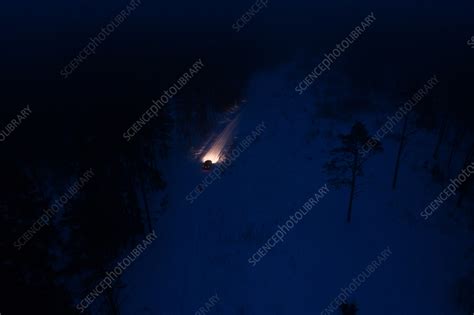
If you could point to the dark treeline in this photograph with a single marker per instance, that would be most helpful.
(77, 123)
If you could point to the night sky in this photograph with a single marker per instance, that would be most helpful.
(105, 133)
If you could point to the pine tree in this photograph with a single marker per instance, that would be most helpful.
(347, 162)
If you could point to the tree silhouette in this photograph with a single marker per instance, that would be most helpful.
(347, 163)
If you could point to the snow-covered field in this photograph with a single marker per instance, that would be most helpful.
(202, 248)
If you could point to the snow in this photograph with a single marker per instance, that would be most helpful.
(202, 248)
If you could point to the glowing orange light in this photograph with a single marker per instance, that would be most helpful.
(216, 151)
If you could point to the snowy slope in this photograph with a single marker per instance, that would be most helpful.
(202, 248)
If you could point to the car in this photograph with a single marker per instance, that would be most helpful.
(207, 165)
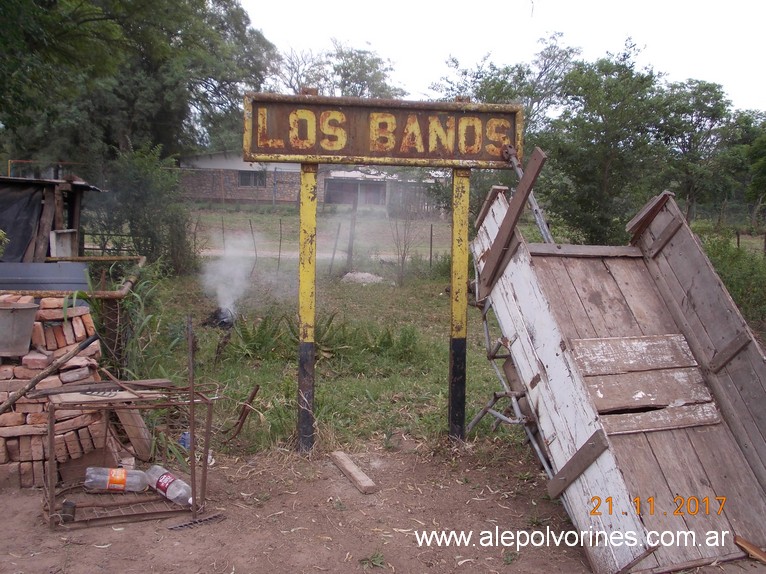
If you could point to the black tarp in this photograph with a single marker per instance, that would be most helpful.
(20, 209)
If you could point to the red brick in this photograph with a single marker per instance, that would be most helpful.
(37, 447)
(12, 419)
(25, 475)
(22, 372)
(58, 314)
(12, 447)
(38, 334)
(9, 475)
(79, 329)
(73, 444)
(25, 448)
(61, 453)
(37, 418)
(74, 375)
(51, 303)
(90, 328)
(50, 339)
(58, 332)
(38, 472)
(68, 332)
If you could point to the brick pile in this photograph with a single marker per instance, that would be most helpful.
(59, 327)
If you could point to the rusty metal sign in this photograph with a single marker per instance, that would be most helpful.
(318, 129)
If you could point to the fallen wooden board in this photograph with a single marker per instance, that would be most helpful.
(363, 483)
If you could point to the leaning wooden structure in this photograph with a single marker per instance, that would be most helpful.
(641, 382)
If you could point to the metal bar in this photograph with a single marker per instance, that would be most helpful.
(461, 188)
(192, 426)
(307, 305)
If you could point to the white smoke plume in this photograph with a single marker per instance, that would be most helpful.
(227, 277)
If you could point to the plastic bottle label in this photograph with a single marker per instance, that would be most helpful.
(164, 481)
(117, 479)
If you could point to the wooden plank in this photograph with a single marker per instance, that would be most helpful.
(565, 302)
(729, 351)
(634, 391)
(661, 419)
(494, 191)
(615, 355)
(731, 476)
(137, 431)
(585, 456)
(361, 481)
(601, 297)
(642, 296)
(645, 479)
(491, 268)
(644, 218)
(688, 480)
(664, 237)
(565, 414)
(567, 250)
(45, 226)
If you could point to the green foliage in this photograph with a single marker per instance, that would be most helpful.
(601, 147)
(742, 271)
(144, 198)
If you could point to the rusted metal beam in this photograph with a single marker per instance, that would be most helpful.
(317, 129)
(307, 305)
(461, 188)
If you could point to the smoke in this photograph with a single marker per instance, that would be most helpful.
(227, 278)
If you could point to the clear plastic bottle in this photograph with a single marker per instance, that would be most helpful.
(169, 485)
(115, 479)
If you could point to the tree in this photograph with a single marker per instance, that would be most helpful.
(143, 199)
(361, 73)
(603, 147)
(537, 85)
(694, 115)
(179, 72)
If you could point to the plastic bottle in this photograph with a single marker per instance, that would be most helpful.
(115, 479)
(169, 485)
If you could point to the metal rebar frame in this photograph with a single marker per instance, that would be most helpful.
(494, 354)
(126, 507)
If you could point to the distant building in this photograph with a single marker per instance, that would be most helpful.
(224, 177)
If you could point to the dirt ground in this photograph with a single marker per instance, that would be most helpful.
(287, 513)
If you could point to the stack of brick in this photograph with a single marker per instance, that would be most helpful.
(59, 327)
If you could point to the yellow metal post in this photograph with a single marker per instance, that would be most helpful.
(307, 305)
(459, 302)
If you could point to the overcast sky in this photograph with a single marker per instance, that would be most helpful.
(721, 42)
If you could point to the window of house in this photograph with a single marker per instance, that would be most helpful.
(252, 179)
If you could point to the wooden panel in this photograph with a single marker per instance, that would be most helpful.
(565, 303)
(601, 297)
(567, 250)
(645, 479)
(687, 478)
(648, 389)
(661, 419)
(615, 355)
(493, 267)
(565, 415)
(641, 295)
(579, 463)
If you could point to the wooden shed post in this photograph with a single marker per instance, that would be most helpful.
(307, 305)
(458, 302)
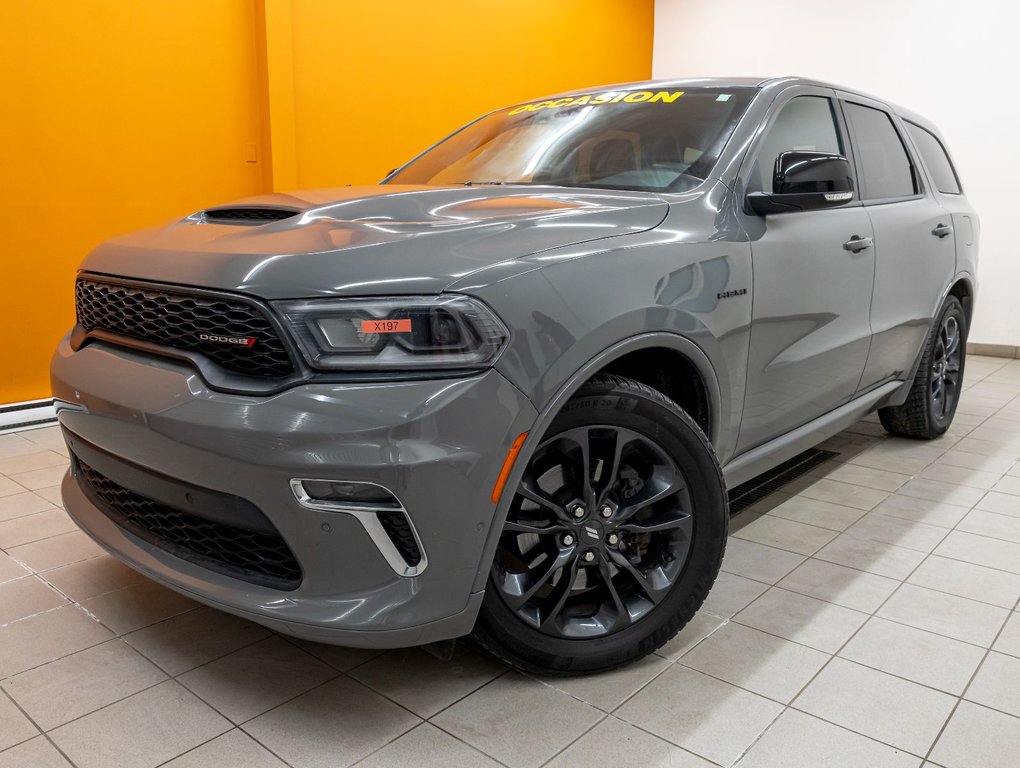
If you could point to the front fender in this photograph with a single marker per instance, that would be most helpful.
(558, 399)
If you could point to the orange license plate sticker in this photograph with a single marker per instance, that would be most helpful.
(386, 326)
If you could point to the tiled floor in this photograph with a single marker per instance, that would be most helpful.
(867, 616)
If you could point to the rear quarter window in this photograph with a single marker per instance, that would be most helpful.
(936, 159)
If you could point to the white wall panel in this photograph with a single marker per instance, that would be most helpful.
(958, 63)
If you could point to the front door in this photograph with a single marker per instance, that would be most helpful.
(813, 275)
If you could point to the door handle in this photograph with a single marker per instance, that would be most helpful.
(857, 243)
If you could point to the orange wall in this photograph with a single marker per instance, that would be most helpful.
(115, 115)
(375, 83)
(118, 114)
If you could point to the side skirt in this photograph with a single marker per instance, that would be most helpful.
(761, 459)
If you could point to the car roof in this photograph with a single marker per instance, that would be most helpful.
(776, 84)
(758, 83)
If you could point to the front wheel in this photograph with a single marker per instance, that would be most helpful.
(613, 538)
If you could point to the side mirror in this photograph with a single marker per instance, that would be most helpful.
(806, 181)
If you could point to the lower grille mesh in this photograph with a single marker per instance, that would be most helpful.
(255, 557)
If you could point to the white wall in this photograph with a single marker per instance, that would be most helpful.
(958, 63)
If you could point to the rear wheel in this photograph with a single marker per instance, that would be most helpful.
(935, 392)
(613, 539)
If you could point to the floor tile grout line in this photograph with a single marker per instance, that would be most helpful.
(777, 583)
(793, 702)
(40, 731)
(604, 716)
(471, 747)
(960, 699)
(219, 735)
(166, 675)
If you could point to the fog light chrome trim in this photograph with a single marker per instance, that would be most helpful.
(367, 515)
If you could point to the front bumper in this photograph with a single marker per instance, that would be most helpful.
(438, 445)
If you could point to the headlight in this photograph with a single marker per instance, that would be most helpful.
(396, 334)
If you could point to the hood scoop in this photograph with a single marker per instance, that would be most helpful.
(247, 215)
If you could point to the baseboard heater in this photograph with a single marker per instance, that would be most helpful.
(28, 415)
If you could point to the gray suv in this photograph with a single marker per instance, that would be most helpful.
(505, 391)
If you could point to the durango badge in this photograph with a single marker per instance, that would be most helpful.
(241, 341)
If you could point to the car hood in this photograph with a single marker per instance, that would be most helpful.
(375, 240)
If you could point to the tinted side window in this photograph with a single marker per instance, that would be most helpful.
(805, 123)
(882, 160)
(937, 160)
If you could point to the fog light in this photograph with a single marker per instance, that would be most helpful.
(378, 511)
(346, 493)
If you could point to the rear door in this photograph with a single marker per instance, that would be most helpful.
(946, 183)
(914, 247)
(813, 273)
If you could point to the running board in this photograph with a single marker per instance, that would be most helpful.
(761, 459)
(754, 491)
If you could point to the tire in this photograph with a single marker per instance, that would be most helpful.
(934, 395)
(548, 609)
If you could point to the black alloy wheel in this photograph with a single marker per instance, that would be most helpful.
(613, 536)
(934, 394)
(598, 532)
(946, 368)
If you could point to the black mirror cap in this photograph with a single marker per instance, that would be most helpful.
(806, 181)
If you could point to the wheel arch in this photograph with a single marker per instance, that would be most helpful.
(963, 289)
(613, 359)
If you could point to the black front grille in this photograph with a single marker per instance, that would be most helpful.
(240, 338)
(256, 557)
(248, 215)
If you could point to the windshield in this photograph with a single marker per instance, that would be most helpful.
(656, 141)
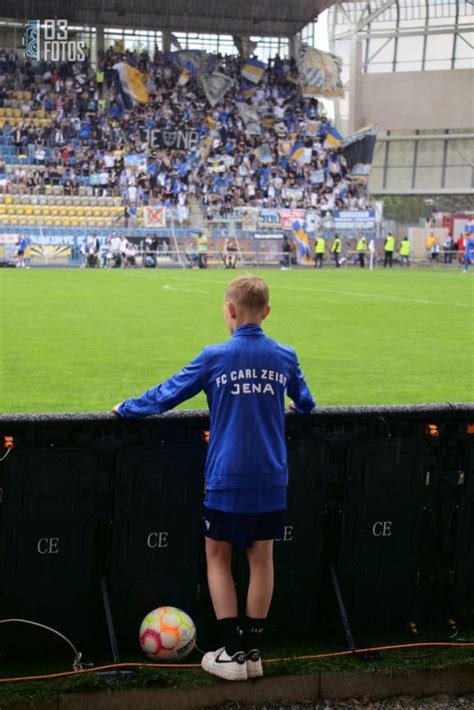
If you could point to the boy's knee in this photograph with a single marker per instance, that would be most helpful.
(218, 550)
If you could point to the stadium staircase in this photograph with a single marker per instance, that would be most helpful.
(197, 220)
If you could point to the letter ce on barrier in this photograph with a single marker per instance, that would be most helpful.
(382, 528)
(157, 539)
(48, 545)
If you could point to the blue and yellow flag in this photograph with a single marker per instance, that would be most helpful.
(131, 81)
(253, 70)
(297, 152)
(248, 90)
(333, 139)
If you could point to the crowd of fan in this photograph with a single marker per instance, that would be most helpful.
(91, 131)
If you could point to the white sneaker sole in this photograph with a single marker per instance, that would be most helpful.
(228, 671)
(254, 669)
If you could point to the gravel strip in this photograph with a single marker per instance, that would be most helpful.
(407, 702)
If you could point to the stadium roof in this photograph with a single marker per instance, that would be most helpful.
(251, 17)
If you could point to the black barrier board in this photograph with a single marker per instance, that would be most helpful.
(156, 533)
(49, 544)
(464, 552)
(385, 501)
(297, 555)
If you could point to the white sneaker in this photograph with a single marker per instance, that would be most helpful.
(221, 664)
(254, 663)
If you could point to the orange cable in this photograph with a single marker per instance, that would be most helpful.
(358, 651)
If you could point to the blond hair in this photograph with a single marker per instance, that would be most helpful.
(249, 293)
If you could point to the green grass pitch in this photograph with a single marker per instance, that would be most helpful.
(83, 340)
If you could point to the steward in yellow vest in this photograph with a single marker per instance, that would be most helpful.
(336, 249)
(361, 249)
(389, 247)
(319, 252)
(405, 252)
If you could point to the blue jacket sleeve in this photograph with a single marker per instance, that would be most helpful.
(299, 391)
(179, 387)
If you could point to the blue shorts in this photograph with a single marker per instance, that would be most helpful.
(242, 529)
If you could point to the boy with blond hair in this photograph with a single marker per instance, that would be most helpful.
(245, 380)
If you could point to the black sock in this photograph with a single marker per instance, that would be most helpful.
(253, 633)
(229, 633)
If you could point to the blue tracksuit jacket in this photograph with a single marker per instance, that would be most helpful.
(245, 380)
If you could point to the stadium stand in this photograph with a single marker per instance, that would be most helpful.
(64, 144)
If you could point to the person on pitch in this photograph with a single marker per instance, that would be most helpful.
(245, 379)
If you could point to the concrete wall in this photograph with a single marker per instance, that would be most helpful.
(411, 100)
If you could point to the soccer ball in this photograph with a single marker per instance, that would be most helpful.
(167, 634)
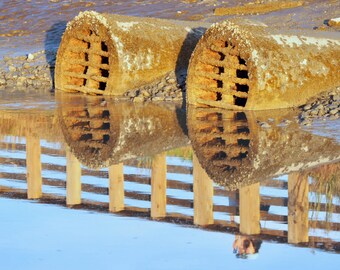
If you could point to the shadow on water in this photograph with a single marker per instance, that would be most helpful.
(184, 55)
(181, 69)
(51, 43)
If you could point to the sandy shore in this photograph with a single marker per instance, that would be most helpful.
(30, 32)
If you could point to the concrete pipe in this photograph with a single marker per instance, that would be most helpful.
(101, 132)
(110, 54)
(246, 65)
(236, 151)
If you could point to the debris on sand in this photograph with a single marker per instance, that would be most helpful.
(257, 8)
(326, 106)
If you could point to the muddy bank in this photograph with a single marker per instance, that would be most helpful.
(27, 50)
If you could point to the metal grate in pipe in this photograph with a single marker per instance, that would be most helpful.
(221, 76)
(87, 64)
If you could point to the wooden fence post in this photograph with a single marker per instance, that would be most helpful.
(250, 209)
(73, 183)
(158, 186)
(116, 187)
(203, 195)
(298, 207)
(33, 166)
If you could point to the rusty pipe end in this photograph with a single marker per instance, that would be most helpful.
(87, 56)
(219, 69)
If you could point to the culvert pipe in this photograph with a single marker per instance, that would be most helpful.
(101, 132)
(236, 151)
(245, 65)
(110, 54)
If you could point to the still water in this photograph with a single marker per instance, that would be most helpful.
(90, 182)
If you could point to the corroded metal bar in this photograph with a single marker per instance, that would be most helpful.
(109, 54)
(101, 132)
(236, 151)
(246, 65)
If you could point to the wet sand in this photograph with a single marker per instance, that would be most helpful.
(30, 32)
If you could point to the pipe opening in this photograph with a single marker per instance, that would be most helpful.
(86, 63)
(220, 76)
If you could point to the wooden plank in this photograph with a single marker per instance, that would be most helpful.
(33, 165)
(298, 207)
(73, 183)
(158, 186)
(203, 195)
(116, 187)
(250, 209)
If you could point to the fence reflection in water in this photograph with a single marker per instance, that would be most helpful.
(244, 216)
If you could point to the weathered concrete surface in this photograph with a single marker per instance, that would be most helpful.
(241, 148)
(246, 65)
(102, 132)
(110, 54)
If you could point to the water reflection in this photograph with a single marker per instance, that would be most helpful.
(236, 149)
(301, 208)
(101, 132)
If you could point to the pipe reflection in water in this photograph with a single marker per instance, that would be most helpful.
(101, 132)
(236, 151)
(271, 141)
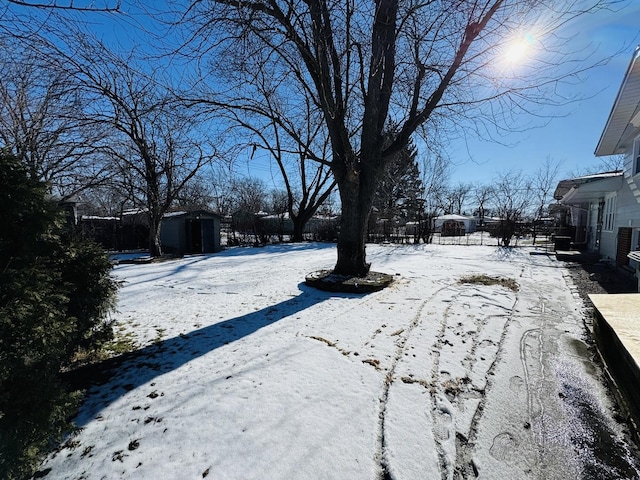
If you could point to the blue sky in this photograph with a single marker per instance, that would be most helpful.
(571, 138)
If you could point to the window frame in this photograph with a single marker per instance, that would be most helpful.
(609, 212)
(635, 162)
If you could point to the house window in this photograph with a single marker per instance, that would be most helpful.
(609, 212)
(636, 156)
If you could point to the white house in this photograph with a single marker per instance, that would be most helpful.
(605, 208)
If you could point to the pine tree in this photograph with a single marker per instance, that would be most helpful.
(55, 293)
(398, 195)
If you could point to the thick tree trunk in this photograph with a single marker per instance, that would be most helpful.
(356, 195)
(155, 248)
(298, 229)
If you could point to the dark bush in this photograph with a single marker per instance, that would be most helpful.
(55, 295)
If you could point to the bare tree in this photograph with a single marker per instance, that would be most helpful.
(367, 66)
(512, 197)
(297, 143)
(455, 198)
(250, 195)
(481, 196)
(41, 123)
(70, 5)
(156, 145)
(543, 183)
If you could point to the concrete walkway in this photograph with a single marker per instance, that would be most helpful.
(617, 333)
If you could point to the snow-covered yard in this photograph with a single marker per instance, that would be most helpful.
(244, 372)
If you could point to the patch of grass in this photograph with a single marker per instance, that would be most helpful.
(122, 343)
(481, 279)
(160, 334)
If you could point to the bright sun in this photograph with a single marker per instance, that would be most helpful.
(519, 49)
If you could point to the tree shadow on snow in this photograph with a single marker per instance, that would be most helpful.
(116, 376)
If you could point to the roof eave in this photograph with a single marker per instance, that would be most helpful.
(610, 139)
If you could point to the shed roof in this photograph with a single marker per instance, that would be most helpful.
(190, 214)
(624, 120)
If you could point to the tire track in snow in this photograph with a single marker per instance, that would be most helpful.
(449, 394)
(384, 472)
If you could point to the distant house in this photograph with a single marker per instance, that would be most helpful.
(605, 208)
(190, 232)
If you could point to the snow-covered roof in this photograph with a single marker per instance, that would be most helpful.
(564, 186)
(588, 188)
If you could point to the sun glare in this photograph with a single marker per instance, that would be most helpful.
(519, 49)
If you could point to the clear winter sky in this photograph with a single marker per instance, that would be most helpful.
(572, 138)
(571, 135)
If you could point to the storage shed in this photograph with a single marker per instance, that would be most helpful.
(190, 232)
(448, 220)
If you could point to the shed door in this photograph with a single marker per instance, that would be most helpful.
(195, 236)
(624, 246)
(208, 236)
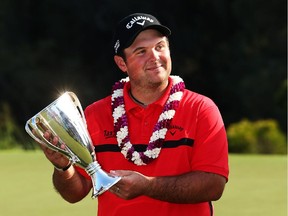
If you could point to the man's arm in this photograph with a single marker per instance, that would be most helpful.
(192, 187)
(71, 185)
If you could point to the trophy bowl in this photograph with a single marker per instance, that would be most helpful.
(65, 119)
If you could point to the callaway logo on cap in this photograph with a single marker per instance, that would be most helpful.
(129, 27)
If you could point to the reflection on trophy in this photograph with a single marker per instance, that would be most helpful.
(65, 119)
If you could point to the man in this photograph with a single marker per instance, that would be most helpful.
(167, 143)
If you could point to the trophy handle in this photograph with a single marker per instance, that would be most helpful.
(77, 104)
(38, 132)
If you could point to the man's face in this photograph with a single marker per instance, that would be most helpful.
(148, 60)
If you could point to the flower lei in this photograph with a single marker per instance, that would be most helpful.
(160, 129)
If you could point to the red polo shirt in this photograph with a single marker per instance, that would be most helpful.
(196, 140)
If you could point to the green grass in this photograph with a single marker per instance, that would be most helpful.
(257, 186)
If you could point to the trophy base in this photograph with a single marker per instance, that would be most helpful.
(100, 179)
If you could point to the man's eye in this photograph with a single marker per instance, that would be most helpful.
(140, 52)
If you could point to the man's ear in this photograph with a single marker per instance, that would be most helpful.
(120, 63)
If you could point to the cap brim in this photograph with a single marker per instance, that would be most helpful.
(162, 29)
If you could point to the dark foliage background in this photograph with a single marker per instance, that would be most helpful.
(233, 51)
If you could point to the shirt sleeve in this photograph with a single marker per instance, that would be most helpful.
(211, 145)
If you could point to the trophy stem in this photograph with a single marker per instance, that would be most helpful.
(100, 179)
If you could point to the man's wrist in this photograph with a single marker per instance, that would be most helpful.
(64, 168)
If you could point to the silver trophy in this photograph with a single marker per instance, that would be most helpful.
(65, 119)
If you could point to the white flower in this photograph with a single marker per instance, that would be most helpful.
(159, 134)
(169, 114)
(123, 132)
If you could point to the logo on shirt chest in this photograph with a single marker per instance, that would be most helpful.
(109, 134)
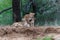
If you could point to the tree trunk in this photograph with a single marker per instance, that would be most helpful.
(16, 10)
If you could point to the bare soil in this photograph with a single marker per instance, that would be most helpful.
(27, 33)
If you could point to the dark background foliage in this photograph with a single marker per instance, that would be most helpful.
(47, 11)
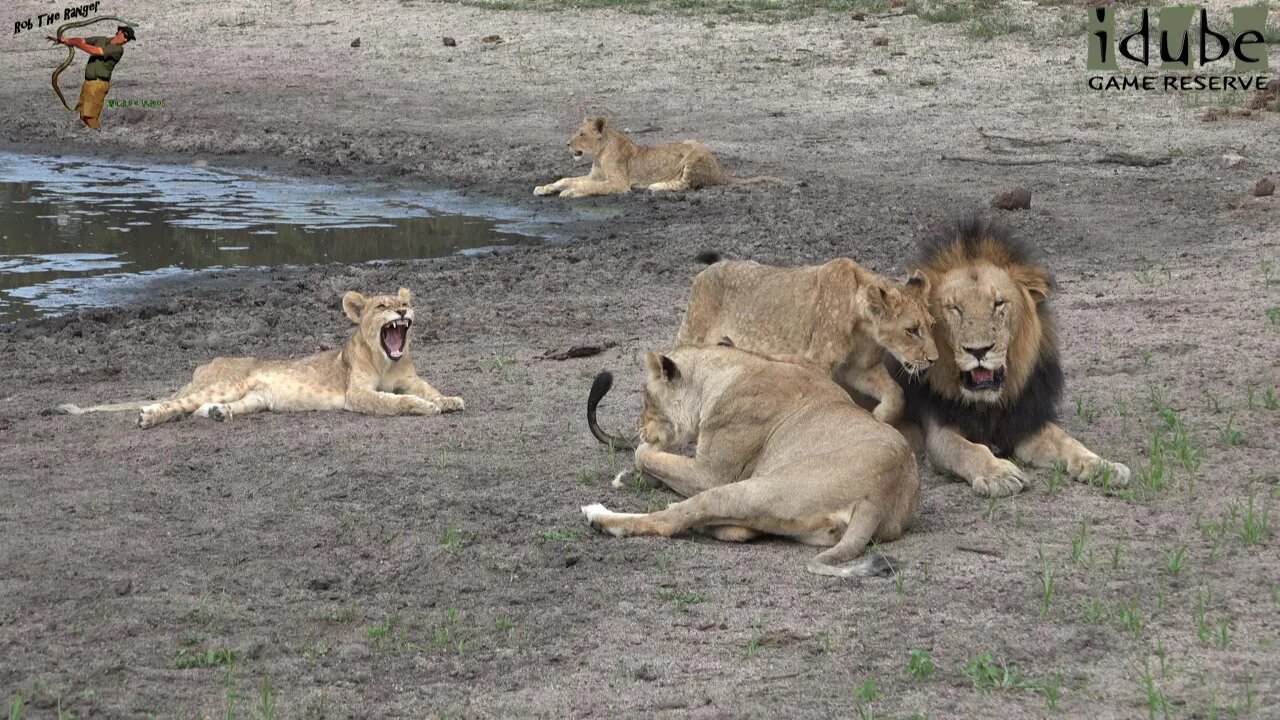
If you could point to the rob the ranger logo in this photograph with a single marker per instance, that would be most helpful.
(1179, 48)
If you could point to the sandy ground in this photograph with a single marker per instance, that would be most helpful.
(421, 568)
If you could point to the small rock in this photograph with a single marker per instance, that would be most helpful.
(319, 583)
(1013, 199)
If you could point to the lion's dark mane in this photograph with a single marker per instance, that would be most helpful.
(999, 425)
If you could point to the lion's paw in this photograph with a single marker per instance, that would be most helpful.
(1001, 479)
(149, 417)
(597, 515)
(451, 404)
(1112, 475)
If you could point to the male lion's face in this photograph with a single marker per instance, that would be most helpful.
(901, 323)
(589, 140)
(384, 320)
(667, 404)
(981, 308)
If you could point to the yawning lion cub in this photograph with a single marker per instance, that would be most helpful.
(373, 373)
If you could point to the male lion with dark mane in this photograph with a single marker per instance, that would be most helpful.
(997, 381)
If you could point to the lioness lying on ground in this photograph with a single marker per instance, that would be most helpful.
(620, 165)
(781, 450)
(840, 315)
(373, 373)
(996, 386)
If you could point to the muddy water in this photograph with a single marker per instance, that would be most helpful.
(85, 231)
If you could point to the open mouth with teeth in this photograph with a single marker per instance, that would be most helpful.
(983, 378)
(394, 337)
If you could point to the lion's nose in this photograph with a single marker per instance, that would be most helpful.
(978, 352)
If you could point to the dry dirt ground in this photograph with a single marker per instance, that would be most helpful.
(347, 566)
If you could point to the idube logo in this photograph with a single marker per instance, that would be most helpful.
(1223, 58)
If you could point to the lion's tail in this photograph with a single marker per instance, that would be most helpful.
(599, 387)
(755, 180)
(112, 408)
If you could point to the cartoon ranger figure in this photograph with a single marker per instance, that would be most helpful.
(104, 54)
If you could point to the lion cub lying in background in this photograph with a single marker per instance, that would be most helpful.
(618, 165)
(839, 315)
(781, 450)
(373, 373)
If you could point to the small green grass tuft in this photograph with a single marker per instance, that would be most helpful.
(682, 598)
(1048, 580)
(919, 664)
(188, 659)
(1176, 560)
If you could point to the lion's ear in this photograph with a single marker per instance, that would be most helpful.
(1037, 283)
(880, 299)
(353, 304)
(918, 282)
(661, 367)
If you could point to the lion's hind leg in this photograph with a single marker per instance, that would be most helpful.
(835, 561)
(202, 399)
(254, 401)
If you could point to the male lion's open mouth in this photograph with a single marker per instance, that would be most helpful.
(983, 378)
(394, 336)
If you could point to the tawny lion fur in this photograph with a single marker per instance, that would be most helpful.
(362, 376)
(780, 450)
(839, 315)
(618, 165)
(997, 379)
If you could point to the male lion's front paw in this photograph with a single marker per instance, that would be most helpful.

== Exercise ==
Copy the items from the line with "If you could point to the open" up to and including the line with "(1176, 560)", swapping "marker" for "dot" and leaving everything else unchanged.

== Task answer ==
If you could point to the open mouth with teeth in this photograph with a single dot per instance, that would be most helpful.
(983, 378)
(394, 337)
If you could point to the lion's nose in this photograph with a single dot per instance, that would be most helpful.
(978, 352)
If you could point to the dry dirt ground in this photograph with a single dot per instance, that would be most helpful.
(347, 566)
If you could point to the idube logo in this photograph with a single dot per instance, that would be most helpful.
(1223, 58)
If you could point to the lion's tail in this photograph with a single dot per instance, that would be most helpful.
(599, 387)
(755, 180)
(112, 408)
If you could point to the cartoon ranger figure in this photograph with a single dot per instance, that would be most helpful.
(104, 54)
If you could point to the lion cub lying in background in this photograph with a single dot per instance, that would be most helpful.
(618, 165)
(839, 315)
(781, 450)
(373, 373)
If you could point to the small green grass tuft in this photograph with a single dot per instance, that would be most helpful.
(682, 598)
(1048, 580)
(919, 664)
(188, 659)
(1176, 560)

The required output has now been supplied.